§ Instructions for the task
Copy the data precisely, keeping every character.

─── Exercise input ───

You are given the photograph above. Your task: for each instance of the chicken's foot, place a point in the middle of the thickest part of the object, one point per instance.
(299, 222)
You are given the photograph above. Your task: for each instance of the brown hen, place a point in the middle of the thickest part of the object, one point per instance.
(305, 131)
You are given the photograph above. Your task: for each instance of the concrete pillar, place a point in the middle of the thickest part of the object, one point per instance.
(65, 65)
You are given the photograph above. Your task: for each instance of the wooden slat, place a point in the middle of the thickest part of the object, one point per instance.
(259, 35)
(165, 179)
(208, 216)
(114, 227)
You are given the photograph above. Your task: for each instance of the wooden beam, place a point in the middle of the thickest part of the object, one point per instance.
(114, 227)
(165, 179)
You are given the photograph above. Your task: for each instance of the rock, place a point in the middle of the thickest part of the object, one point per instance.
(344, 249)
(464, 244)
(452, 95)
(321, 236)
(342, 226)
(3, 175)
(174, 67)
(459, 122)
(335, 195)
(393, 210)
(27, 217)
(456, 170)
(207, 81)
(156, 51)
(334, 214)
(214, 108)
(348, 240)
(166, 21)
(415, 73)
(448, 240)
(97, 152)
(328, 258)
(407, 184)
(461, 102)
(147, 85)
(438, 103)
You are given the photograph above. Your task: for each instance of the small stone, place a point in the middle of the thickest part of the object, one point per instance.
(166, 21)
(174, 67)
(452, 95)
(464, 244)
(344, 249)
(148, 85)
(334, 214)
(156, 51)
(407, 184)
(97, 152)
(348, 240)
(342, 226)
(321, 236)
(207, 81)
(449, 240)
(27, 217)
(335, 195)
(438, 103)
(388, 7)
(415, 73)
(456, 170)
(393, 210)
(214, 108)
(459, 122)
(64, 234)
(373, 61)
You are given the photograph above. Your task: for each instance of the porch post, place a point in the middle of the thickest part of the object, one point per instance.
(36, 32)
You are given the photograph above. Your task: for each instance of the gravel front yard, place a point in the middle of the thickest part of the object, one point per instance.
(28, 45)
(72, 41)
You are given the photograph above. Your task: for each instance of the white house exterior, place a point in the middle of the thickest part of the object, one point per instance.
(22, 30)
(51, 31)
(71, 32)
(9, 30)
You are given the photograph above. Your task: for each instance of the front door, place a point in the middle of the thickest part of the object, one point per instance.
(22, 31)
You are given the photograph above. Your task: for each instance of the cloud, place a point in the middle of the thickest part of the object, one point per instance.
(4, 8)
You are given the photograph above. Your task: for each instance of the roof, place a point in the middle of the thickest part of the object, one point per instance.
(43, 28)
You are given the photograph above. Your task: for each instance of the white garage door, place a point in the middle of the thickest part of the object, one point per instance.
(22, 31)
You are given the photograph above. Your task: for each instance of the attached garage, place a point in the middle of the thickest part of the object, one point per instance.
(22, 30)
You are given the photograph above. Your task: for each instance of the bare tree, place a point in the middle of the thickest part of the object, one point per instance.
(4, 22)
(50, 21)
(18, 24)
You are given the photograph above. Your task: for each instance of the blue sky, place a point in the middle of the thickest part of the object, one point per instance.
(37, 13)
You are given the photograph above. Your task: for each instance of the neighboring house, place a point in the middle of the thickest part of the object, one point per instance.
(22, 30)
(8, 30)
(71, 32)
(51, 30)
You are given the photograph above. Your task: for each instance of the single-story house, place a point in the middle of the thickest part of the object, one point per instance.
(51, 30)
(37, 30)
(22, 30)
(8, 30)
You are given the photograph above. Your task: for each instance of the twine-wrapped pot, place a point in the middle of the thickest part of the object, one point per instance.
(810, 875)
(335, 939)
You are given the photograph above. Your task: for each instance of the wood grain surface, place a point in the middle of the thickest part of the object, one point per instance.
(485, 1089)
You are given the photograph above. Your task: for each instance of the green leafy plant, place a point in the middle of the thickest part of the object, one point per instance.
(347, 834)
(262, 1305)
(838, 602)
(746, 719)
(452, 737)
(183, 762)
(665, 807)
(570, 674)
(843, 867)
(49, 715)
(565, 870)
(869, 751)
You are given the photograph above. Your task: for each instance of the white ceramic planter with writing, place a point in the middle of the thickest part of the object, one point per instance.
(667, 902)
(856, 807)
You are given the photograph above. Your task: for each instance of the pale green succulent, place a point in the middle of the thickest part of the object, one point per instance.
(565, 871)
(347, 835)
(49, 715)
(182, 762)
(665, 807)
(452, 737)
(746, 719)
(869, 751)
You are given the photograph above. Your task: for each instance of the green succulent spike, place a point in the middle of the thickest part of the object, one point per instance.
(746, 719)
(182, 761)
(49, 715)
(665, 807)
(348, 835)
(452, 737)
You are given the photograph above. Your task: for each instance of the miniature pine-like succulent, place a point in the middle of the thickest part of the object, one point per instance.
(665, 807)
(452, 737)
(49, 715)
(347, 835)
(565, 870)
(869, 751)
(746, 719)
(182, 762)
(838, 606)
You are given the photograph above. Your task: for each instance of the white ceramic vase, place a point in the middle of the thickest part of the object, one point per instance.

───

§ Written solution
You are given the photograph above. Your task: for each instance of the chicken's foot, place a point in the middle of the thickest part of the object, one point per instance.
(299, 222)
You are given the photograph above. Your task: for each instance of the brown hen, place a point in the middle of the thickest part of the object, one point per instance.
(305, 131)
You are given the photograph above. Your task: for each instance of the concrete pillar, place a point in the middle of the thickest part of the object, one point per instance.
(65, 65)
You are given the photograph above. Your task: for each instance of the wooden slat, place a point in the middle of the thickest part of the object, one point per instance.
(259, 35)
(165, 179)
(208, 216)
(114, 227)
You are given the photograph above. Your task: for each instance of the wooden beam, place a point in the middle of the thickest part of the object, one point per instance.
(114, 227)
(165, 179)
You are given the photograph above. Your task: for each instance of the rock, place a point in the middle of the thickest part of the object, one point per instance.
(344, 249)
(464, 244)
(452, 95)
(321, 236)
(342, 226)
(3, 175)
(174, 67)
(459, 122)
(335, 195)
(393, 210)
(27, 217)
(456, 170)
(207, 81)
(156, 51)
(334, 214)
(214, 108)
(348, 240)
(166, 21)
(415, 73)
(448, 240)
(97, 152)
(328, 258)
(407, 184)
(461, 102)
(147, 85)
(438, 103)
You are given the photograph above. Your task: for each instance of the small stone, place a point in the middle of the thickest part of the object, one point per instance.
(166, 21)
(174, 67)
(452, 95)
(464, 244)
(344, 249)
(148, 85)
(334, 214)
(156, 51)
(407, 184)
(97, 152)
(348, 240)
(342, 226)
(321, 236)
(207, 81)
(449, 240)
(27, 217)
(335, 195)
(438, 103)
(388, 7)
(415, 73)
(456, 170)
(393, 210)
(214, 108)
(459, 122)
(64, 234)
(373, 61)
You are given the photograph above. Your task: for each instance of the porch post, place a point in the middle of the thickest part of the object, one point per instance.
(36, 32)
You are given the photograph above. Your task: for each instance of the gravel front yard, place a point in the middle of the thickest part of the object, one point per instance.
(28, 45)
(72, 41)
You are given the photograph above. Your task: for each instance of the white house exterior, place a point in the middle of the thickest part of the object, one point per instance.
(22, 30)
(51, 31)
(71, 32)
(9, 30)
You are given the photograph above. Your task: for each instance of the front door, place a point in the middle of the thickest part of the object, one point per instance.
(22, 31)
You are given the photograph above. Your task: for each instance of the cloud, place a point in the middle of the thickest part of the object, one point per instance.
(4, 8)
You are given the photograph above. Your task: for each instance of the roof, place a point in the middle of the thickest part of the object, one point per instance.
(43, 28)
You are given the photograph above. Your task: for each instance of the white garage door, place a point in the middle of the thickest part of the object, one point per instance.
(22, 31)
You are given the photograph above. Your task: for each instance of the attached garage, place a point in the middle of the thickest part of the object, one point per instance.
(22, 30)
You are given the photograph above. Your task: for each instance of the bare tree, place a point in the middle of the thickest part of the object, one point per instance.
(4, 22)
(50, 21)
(18, 24)
You are given the photograph above. Your task: for each instance of the blue sky, place a point in the middle of the thickest part of the object, one point per instance.
(37, 13)
You are given the photograph above. Your task: for each instance of the neighboring house, place a point in the middle of the thickest part of the object, one point per instance.
(22, 30)
(8, 30)
(71, 32)
(51, 30)
You are given the photograph above. Your task: for each instance of the single-story house, place a point in the middle of the thickest part of the object, one point per instance.
(51, 30)
(37, 30)
(22, 30)
(8, 30)
You are given the photograph above. Your task: for each instance of the twine-wrapped pot, place a point in the middle of the thickest part of the object, one point per instance.
(810, 875)
(335, 939)
You are given the photograph above. Your task: for each instance of the wood grain surface, place a point in the middle of the thickest part of the object, one point per instance.
(485, 1089)
You are given the photograph above. Your task: for each instance of the green leafy plant, place a point in the middle of the thickest part of the object, one point per instance.
(347, 834)
(262, 1305)
(838, 602)
(746, 719)
(452, 737)
(183, 762)
(665, 807)
(570, 674)
(843, 867)
(49, 715)
(565, 870)
(869, 751)
You are given the photograph above. Your task: for each instance of the white ceramic planter with writing, place a point in the middle of the thickest part of the object, one point per instance.
(667, 902)
(856, 807)
You are given the photograph above. Your task: for each instance of the pale green succulent, place a point in the middle of the thickest part of the object, one point per instance.
(565, 871)
(347, 835)
(49, 715)
(182, 762)
(665, 807)
(452, 737)
(746, 719)
(869, 751)
You are given the photograph above. Your task: for each instance of the green succulent spike, place a point in the middle of the thickest part of the object, one point per instance.
(746, 719)
(182, 761)
(49, 715)
(665, 807)
(348, 835)
(452, 737)
You are given the photograph above. Your task: for each instance of the miniature pine-like succulent, place a point in the middle of the thickest part of the object, one point per instance.
(665, 807)
(452, 737)
(49, 715)
(347, 835)
(565, 870)
(869, 751)
(746, 719)
(182, 762)
(838, 606)
You are given the photograph above. Your task: for each instance of the white ceramic vase, place a point in the middle of the thickest part of the object, one point per instance.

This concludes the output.